* [GIVEN REQUEST]: Please present all the rows below as a numbered list, leaving out any blank lines.

* [EXERCISE INPUTS]:

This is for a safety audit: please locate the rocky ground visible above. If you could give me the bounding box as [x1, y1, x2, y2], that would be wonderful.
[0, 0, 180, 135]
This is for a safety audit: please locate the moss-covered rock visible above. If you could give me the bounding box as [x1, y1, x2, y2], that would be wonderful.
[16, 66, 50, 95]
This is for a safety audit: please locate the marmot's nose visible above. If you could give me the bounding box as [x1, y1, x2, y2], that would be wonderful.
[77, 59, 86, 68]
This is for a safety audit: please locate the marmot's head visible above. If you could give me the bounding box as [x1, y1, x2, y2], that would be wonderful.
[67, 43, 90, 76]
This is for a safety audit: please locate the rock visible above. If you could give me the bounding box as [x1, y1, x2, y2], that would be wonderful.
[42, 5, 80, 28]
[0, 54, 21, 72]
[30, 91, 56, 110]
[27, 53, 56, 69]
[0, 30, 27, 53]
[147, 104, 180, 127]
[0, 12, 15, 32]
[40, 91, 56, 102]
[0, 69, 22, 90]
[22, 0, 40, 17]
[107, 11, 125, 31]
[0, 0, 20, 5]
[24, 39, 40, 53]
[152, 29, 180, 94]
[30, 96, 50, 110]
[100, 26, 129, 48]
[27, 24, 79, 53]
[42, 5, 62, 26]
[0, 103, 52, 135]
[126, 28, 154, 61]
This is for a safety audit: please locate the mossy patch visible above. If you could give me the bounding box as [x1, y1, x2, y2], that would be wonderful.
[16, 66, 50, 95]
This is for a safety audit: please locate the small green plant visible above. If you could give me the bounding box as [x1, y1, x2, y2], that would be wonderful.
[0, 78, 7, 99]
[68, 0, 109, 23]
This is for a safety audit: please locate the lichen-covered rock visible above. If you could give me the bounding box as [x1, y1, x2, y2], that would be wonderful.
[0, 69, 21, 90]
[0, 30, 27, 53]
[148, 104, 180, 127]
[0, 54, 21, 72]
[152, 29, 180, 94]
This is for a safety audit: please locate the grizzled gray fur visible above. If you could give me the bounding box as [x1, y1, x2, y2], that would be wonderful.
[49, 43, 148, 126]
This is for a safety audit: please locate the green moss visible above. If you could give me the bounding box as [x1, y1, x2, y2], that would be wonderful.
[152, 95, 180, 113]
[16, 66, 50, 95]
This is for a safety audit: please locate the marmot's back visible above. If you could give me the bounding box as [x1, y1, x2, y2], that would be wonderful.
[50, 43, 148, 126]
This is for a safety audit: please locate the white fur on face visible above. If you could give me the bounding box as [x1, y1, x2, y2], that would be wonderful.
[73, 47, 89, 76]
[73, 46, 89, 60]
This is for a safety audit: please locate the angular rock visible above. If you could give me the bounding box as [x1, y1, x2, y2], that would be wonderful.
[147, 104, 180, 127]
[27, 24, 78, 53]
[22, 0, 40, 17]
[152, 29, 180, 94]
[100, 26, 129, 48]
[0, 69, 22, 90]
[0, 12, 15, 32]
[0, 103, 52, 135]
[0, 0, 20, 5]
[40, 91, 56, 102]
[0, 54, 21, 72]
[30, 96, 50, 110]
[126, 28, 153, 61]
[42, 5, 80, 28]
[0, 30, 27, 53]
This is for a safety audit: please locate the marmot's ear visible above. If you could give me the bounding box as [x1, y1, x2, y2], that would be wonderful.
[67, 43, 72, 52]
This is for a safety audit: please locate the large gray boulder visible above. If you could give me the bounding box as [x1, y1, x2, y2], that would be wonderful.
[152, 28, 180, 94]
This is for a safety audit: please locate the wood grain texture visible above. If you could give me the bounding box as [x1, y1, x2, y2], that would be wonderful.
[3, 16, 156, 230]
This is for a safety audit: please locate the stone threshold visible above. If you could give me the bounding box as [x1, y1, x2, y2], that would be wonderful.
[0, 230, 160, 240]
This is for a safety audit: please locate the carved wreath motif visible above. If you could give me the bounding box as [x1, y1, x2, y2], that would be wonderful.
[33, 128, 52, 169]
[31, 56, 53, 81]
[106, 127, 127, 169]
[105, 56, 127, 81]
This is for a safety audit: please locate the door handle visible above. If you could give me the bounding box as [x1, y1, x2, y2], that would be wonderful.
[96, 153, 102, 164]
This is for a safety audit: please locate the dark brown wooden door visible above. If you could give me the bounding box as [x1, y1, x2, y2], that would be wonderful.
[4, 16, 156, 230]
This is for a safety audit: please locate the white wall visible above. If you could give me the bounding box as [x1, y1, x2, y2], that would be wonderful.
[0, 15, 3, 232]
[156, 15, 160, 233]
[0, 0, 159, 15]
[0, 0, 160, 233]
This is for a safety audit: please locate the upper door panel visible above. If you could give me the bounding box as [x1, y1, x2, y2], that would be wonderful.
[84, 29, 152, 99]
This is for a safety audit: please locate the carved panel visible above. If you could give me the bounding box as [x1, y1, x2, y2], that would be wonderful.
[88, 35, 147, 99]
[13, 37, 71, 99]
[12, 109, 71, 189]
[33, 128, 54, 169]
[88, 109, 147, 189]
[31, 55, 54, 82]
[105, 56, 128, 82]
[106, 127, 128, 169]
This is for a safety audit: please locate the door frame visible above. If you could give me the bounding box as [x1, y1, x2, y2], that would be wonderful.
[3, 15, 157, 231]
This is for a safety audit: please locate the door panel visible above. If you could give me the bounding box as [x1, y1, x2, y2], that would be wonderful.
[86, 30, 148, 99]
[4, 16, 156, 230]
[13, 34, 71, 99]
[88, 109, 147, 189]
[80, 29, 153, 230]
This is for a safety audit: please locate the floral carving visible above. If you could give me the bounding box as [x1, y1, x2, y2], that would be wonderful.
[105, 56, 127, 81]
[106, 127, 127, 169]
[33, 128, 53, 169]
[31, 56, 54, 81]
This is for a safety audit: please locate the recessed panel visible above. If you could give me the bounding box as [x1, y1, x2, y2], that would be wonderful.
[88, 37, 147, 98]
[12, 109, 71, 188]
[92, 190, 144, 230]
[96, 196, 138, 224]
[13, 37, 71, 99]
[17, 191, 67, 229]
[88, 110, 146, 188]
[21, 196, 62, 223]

* [EXERCISE SOLUTION]:
1. This is for a safety audit: please locate the rocky ground visible above. If you could give me the bounding box as [x1, y1, x2, y2], that would be wonderful.
2. [0, 0, 180, 135]
3. This is for a safety audit: please locate the moss-covered rock visible above. If you could give me the bounding box as [x1, y1, x2, y2], that would be wonderful.
4. [16, 66, 50, 95]
5. This is for a safety audit: please locate the marmot's nose visible above. If you could give me the bounding box as [x1, y1, x2, y2], that would be wonderful.
6. [77, 59, 86, 68]
7. This is for a safety audit: please locate the marmot's head visible above. If you could give me the bounding box as [x1, y1, x2, y2], that would be wonderful.
8. [67, 43, 90, 76]
9. This is for a safety audit: please locate the rock visible above. If you could give me the bounding box as [x1, y1, x2, y2], that would be wonderful.
10. [42, 5, 80, 28]
11. [0, 54, 21, 72]
12. [30, 91, 56, 110]
13. [27, 53, 56, 69]
14. [0, 30, 27, 53]
15. [147, 104, 180, 127]
16. [0, 12, 15, 32]
17. [40, 91, 56, 102]
18. [0, 69, 22, 90]
19. [22, 0, 40, 17]
20. [107, 11, 125, 31]
21. [0, 0, 20, 5]
22. [24, 39, 40, 53]
23. [152, 29, 180, 94]
24. [30, 96, 50, 110]
25. [100, 26, 129, 48]
26. [27, 24, 79, 53]
27. [42, 5, 62, 26]
28. [0, 103, 52, 135]
29. [126, 28, 154, 61]
30. This is for a safety audit: please locate the mossy patch visible above. If you could give me the bounding box as [x1, y1, x2, y2], that would be wonderful.
31. [16, 66, 50, 95]
32. This is for a safety audit: please locate the small green plant visible above. If you could give me the bounding box as [x1, y1, x2, y2], that would be wonderful.
33. [0, 78, 7, 99]
34. [68, 0, 109, 23]
35. This is for a safety audit: please locate the lichen-covered rock visible above. If you could give me the bounding box as [x1, y1, x2, y2], that would be wonderful.
36. [0, 69, 21, 90]
37. [0, 30, 27, 53]
38. [148, 104, 180, 127]
39. [0, 54, 21, 72]
40. [152, 29, 180, 94]
41. This is for a safety audit: please locate the grizzled gray fur visible above. If you could give me the bounding box as [x1, y1, x2, y2], that would be wonderful.
42. [49, 43, 148, 126]
43. This is for a safety audit: please locate the green moss visible above. If you could give me the bounding box as [x1, y1, x2, y2], that would be wonderful.
44. [152, 95, 180, 113]
45. [16, 66, 50, 95]
46. This is for a safety audit: please locate the marmot's back visible above. If you could give me the bounding box as [x1, y1, x2, y2], that would be wonderful.
47. [50, 43, 148, 126]
48. This is for a safety audit: please locate the white fur on face visible above. If you could give me the bounding box as [x1, y1, x2, y2], that would be wonderful.
49. [73, 47, 89, 76]
50. [73, 46, 89, 60]
51. This is for a safety audit: please locate the angular rock visible above. If you could give me the bounding box as [x1, y1, x2, y2], that would be wonderful.
52. [147, 104, 180, 127]
53. [27, 24, 78, 53]
54. [22, 0, 40, 17]
55. [152, 29, 180, 94]
56. [100, 26, 129, 48]
57. [0, 69, 22, 90]
58. [0, 12, 15, 32]
59. [0, 103, 52, 135]
60. [0, 0, 20, 5]
61. [40, 91, 56, 102]
62. [0, 54, 21, 72]
63. [30, 96, 50, 110]
64. [126, 28, 153, 61]
65. [42, 5, 80, 28]
66. [0, 30, 27, 53]
67. This is for a safety audit: please locate the marmot's ear visible above. If you could give me the bounding box as [x1, y1, x2, y2], that would be wonderful.
68. [67, 43, 72, 52]
69. This is for a safety audit: please locate the large gray boulder visible above. If you could give me the bounding box as [x1, y1, x2, y2], that would be wonderful.
70. [152, 28, 180, 94]
71. This is for a safety audit: please locate the wood grain texture visible above. If you could give me the bounding box as [x1, y1, x2, y2], that would be wonderful.
72. [3, 16, 156, 230]
73. This is for a safety audit: please locate the stone threshold visible above. If you could give me the bounding box as [x1, y1, x2, y2], that would be wonderful.
74. [0, 230, 160, 240]
75. This is for a safety audit: please locate the carved wreath motif visible above. If you could give me the bounding box as [x1, y1, x2, y2], that would be wonderful.
76. [33, 128, 52, 169]
77. [31, 56, 53, 81]
78. [106, 127, 127, 169]
79. [105, 56, 127, 81]
80. This is for a safety audit: please locate the door handle visible above. If you could give me the bounding box as [x1, y1, x2, y2], that would be wonderful.
81. [96, 153, 102, 164]
82. This is for a safety audit: please locate the dark brown wooden door visible above. If you could give me the bounding box as [x1, y1, x2, y2], that would be wonderful.
83. [4, 16, 156, 230]
84. This is for a safety audit: please locate the white wall visible above. If you could give me the bounding box as [x1, y1, x2, y2], that would be wonderful.
85. [0, 15, 3, 232]
86. [156, 15, 160, 233]
87. [0, 0, 159, 15]
88. [0, 0, 160, 233]
89. This is for a safety audit: please locate the upper door panel visible above. If you could give me the bounding box as [x1, y1, x2, y2], that would be wonderful.
90. [84, 29, 152, 99]
91. This is for a safety audit: please locate the carved panel visible above. If you could give me the bounding box as [x1, y1, x2, y2], that would be wonderful.
92. [88, 35, 147, 99]
93. [13, 37, 71, 99]
94. [12, 109, 71, 189]
95. [33, 128, 54, 169]
96. [88, 109, 147, 189]
97. [31, 55, 54, 82]
98. [105, 56, 128, 82]
99. [106, 127, 128, 169]
100. This is for a safety audit: please locate the door frame visible above. If you could give me the bounding box as [x1, y1, x2, y2], that would be wonderful.
101. [3, 15, 157, 231]
102. This is for a safety audit: please locate the door panel visible above. If you could give me the bounding box as [x1, y1, x2, y2], that would be wonderful.
103. [86, 30, 148, 99]
104. [4, 16, 156, 230]
105. [13, 34, 71, 99]
106. [88, 109, 147, 189]
107. [80, 29, 153, 230]
108. This is for a safety audit: please locate the floral carving visible above. If you could give me the bounding box as [x1, y1, x2, y2], that would be wonderful.
109. [105, 56, 127, 81]
110. [106, 127, 127, 169]
111. [33, 128, 53, 169]
112. [31, 56, 54, 81]
113. This is for a safety audit: please locate the recessed panel visible above. If you could give me the bounding box as [x1, y1, x2, y2], that would be wonderful.
114. [88, 37, 147, 98]
115. [12, 109, 71, 188]
116. [92, 190, 144, 230]
117. [96, 196, 138, 224]
118. [13, 37, 71, 99]
119. [17, 191, 67, 229]
120. [88, 110, 146, 188]
121. [21, 196, 62, 223]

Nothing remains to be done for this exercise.